[Excerpts of bounding box data]
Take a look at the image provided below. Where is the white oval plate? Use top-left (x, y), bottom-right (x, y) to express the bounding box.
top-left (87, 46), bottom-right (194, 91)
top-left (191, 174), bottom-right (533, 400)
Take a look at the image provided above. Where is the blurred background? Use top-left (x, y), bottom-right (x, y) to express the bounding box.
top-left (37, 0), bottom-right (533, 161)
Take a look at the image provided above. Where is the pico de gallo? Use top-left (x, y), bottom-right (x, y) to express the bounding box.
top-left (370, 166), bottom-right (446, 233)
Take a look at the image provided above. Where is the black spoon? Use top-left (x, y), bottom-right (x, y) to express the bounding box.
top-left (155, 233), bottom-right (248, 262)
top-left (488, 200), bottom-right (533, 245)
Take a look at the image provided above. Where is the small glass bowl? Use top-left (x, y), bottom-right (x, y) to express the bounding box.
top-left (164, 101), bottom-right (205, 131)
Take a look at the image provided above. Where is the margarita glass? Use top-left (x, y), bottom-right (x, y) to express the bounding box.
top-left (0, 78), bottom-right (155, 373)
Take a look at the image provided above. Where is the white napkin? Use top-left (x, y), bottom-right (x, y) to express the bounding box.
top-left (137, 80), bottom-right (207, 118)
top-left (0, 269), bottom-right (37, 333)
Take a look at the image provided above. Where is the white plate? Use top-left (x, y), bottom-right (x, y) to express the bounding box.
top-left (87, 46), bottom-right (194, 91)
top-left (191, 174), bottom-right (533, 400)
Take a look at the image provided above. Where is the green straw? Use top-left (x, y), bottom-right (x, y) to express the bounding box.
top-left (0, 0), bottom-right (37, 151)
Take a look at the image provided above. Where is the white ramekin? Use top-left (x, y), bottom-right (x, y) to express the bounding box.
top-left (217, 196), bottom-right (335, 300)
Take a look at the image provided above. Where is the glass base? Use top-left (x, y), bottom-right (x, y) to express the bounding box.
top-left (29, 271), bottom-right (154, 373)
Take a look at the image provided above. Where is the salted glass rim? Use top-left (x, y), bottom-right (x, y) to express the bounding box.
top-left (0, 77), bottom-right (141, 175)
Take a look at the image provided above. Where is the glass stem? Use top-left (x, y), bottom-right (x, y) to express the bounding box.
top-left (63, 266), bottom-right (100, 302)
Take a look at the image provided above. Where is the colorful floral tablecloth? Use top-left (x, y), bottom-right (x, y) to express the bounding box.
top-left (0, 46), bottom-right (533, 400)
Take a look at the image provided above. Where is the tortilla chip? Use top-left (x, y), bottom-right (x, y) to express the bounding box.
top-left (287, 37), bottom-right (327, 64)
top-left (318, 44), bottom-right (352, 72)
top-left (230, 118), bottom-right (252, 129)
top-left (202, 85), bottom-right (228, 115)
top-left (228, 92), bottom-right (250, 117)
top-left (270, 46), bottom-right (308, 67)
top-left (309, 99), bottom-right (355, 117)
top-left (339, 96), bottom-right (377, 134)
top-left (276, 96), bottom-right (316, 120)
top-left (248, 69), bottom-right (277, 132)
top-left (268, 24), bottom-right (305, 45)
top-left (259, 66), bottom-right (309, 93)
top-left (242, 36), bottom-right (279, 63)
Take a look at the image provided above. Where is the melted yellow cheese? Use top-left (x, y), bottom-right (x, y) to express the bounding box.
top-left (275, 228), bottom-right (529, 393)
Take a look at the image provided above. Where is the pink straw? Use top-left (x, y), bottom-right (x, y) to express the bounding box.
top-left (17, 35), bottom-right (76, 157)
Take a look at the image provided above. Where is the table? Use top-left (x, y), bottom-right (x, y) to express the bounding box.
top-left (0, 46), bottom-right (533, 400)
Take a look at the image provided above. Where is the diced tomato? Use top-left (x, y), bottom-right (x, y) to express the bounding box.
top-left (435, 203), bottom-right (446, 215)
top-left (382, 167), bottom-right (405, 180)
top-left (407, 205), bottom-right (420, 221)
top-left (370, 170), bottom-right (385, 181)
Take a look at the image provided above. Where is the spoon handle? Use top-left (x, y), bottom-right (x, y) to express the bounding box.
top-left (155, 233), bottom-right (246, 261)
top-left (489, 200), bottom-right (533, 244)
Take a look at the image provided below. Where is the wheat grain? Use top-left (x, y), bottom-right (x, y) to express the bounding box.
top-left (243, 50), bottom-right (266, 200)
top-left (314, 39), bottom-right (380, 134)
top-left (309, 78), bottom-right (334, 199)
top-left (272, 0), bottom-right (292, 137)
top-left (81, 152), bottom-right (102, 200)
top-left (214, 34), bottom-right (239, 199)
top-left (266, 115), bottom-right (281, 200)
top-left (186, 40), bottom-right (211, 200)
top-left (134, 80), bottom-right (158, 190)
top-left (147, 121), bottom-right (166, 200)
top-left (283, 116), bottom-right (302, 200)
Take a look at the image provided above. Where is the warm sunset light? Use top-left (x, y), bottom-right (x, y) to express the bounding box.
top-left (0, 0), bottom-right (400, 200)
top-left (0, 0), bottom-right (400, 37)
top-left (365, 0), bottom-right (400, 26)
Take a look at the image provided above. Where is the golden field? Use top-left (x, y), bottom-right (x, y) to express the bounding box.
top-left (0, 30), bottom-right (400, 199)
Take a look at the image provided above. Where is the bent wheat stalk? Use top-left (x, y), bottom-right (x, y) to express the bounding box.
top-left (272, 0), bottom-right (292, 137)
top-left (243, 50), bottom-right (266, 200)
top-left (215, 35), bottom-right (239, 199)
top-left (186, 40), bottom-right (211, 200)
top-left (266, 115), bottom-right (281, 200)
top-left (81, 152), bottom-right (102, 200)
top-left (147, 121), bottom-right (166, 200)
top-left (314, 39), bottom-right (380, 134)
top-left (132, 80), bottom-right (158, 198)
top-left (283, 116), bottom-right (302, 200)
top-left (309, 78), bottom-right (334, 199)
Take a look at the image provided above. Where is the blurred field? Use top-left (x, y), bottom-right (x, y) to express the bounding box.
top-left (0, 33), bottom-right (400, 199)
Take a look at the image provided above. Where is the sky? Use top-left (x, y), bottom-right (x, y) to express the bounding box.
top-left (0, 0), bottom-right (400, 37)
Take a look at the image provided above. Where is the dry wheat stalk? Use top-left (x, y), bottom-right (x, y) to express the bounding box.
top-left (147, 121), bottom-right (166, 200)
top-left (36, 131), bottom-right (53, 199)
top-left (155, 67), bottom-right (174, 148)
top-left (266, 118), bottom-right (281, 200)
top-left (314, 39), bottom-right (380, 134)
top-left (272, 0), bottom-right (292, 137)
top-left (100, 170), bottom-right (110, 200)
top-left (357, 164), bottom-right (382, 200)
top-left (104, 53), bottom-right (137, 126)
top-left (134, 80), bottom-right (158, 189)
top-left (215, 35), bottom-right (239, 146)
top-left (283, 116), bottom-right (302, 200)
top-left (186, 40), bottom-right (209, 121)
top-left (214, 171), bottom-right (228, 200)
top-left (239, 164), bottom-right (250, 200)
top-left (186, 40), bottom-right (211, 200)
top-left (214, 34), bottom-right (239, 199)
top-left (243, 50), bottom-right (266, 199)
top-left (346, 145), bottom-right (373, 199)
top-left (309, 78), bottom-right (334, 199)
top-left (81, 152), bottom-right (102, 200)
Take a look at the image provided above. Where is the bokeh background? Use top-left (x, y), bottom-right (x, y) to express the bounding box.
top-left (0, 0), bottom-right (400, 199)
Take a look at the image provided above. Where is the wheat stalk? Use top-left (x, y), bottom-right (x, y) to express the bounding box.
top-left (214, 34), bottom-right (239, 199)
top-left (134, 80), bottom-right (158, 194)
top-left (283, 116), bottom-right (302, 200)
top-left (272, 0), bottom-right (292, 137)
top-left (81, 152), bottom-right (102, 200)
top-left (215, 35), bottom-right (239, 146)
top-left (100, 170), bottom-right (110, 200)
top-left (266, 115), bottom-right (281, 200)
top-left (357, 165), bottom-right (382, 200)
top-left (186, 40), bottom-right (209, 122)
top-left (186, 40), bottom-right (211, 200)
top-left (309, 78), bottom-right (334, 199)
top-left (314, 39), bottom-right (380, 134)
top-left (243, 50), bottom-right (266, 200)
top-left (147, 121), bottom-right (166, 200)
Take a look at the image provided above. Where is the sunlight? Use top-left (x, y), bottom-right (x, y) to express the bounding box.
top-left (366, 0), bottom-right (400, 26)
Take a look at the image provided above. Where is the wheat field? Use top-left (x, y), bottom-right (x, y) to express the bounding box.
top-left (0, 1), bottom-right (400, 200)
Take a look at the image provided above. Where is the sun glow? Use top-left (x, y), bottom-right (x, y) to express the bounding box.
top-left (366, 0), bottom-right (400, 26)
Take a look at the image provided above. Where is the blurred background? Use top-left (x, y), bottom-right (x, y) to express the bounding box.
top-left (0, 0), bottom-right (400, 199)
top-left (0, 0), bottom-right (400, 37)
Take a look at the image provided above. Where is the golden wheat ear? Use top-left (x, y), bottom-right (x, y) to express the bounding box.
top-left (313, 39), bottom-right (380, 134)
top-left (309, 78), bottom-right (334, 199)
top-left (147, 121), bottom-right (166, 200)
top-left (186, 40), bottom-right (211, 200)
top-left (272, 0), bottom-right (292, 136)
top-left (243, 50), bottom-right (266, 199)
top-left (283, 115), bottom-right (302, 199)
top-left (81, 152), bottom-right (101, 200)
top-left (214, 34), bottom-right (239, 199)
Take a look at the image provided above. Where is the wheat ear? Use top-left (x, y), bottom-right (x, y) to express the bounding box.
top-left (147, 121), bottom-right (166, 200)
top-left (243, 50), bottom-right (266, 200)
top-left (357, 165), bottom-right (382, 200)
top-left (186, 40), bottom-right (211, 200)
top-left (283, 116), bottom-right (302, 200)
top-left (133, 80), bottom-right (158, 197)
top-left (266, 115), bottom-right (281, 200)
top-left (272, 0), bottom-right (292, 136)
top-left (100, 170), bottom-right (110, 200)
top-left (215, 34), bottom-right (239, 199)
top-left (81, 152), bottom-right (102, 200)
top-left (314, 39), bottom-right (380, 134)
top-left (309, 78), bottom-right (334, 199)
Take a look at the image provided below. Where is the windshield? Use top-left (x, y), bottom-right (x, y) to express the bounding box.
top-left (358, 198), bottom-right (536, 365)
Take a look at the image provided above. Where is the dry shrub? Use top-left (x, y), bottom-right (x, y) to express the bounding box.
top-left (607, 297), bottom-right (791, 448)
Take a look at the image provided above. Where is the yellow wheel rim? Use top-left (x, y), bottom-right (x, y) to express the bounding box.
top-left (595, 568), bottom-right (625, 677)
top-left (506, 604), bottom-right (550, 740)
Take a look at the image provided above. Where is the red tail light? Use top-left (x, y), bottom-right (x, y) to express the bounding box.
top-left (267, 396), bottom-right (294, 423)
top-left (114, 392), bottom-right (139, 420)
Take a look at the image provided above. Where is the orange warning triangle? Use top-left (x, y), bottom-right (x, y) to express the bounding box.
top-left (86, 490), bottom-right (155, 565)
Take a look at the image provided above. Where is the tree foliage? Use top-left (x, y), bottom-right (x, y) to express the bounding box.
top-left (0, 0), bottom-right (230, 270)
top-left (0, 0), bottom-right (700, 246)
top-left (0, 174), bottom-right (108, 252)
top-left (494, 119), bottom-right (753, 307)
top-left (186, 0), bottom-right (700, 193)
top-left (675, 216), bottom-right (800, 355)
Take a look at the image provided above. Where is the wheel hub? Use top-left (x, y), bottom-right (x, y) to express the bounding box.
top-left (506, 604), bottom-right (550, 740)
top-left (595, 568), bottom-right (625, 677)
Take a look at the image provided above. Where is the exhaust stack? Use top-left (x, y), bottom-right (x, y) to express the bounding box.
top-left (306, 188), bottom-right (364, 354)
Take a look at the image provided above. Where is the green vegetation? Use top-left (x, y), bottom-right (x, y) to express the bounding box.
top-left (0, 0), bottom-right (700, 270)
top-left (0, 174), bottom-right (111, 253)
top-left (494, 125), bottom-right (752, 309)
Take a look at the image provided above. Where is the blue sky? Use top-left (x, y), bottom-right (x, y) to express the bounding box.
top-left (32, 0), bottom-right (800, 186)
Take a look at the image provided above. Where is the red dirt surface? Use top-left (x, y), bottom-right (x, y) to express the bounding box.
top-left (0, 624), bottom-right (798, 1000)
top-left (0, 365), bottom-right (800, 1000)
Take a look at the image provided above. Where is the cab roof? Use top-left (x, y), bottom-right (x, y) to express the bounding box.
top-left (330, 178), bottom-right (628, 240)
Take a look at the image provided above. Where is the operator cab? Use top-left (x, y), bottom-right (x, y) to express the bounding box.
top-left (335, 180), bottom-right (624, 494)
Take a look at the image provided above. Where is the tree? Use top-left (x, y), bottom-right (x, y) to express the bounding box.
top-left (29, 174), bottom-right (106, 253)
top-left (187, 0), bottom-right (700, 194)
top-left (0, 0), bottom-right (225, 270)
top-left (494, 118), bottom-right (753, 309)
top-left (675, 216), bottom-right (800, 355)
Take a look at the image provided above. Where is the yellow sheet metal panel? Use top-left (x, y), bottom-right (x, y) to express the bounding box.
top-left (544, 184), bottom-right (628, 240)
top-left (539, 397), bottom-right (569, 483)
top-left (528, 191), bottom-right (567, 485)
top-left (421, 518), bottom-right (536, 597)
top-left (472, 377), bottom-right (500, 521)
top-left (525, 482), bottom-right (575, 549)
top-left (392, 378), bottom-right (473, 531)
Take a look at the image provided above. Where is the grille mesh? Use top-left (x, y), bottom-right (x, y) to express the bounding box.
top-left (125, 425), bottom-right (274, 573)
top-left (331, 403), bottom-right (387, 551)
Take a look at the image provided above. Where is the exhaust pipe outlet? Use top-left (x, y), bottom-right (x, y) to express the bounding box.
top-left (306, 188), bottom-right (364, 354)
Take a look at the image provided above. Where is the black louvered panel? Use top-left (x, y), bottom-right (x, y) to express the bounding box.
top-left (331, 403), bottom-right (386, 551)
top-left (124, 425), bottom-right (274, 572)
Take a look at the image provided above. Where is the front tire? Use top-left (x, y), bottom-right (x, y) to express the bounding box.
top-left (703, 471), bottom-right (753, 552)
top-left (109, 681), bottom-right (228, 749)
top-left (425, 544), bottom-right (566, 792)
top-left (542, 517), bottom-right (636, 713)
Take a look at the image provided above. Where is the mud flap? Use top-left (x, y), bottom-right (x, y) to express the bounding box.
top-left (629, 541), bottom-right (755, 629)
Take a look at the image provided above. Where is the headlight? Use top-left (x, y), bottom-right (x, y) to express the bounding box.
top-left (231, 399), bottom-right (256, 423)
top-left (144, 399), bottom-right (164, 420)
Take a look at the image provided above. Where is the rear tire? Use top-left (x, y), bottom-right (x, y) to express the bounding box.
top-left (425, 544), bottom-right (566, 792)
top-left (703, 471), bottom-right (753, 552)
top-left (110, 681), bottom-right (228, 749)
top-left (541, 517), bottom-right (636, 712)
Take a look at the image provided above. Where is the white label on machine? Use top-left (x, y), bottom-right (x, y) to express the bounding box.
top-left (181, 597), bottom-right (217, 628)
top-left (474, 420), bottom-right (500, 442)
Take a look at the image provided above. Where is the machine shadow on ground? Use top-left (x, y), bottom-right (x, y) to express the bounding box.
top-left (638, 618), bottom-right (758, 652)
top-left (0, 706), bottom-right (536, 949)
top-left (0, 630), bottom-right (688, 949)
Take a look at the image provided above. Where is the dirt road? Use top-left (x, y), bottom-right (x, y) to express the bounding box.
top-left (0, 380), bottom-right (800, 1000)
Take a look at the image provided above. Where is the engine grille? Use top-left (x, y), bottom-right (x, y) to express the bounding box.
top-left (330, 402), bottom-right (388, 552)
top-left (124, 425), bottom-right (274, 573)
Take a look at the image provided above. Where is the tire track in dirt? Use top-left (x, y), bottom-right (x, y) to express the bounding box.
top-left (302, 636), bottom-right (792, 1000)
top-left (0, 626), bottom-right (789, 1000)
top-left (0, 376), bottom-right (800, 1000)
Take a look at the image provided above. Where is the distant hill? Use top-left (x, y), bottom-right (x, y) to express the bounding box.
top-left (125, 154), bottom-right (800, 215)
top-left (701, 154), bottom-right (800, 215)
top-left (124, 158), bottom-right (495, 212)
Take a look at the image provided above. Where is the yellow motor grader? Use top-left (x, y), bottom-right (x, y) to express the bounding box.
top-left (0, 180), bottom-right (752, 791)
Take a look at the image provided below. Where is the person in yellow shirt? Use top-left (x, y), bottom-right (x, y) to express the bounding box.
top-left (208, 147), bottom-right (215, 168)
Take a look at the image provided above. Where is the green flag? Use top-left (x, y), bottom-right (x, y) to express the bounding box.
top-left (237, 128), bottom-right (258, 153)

Set exercise
Reproduce the listing from the line containing "is the headlight?" through the line containing "top-left (124, 425), bottom-right (274, 573)", changing each "machine" to "grader" and leaving everything else untouched.

The response
Take a look at the image provided above. Where is the headlight? Use top-left (x, y), bottom-right (x, y) to express the bounding box.
top-left (231, 399), bottom-right (256, 423)
top-left (144, 399), bottom-right (164, 420)
Take a look at the image provided above. Where is the rear tire? Use top-left (x, y), bottom-right (x, y) to express the bounding box.
top-left (425, 544), bottom-right (566, 792)
top-left (703, 471), bottom-right (753, 552)
top-left (110, 681), bottom-right (228, 749)
top-left (541, 517), bottom-right (636, 712)
Take a look at the image provided above. Where is the white label on grader? Use top-left (x, y), bottom-right (x, y) to express the bounding box.
top-left (181, 597), bottom-right (217, 628)
top-left (474, 420), bottom-right (500, 442)
Take a look at the image provided above. Where is the grader shadow on ground? Use top-left (x, y), bottom-right (x, y) to express the bounding box.
top-left (638, 618), bottom-right (758, 652)
top-left (0, 706), bottom-right (536, 949)
top-left (0, 630), bottom-right (688, 949)
Take a look at the image provided above. Where is the dirt road? Use top-left (x, y), bottom-right (x, y) to express the bounding box.
top-left (0, 380), bottom-right (800, 1000)
Take a look at the image provided above. Where is the engine grille? Use top-left (x, y), bottom-right (x, y) to express the bounding box.
top-left (330, 402), bottom-right (388, 552)
top-left (124, 425), bottom-right (274, 573)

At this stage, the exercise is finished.